* **Set exercise**
Show each line below that contains the string "boulder".

─── Data provided ───

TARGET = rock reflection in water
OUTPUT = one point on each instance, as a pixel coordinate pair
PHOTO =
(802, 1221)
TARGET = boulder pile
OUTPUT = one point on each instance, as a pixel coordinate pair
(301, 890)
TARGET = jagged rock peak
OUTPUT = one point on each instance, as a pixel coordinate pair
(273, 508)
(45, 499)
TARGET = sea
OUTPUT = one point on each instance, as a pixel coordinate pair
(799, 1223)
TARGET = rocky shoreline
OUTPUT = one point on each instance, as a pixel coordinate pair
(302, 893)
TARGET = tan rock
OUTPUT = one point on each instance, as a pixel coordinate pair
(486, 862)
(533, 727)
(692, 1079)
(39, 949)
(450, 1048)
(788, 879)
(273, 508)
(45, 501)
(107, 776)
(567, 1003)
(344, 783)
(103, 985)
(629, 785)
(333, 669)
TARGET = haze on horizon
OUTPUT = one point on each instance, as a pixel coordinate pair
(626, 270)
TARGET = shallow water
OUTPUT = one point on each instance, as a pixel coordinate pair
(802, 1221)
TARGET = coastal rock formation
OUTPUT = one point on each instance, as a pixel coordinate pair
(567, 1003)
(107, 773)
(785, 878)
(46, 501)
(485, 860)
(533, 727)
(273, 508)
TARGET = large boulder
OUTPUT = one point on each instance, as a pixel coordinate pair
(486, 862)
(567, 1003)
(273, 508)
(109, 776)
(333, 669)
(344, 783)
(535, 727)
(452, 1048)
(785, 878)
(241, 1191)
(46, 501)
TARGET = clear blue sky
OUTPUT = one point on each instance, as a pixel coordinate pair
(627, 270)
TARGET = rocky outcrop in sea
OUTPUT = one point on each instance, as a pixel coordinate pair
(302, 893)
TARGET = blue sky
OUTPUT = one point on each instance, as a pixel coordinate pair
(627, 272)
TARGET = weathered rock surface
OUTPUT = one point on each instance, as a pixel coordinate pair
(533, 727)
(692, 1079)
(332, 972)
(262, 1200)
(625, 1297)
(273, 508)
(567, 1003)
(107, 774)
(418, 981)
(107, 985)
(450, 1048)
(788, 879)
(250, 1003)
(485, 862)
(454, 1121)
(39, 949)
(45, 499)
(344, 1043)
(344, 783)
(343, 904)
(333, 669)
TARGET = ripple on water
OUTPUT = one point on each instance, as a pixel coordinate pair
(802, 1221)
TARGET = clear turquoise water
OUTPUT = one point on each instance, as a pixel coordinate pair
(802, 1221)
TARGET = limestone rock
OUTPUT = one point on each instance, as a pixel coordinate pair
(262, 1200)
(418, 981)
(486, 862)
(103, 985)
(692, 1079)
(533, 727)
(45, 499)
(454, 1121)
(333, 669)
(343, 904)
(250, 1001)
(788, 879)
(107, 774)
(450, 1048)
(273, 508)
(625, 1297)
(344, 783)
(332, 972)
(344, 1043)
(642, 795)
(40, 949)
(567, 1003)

───
─── Data provided ───

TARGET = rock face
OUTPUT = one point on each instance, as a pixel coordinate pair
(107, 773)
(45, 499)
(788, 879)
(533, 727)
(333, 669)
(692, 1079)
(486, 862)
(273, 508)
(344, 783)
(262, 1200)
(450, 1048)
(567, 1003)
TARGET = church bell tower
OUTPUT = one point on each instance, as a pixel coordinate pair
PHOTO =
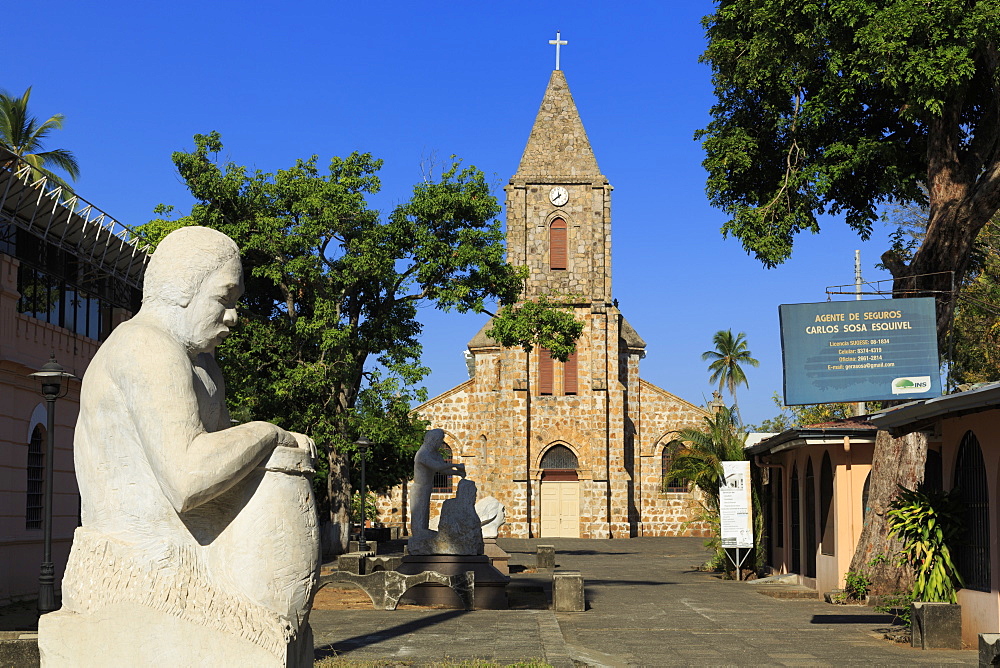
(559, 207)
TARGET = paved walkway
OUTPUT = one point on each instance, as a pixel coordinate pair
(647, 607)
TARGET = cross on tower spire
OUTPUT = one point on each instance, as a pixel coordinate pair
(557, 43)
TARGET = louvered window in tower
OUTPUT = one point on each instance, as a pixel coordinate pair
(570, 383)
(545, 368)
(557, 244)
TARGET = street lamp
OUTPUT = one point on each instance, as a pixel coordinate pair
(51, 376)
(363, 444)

───

* **Exercise output**
TARGET = boulder pile
TARGET = large boulder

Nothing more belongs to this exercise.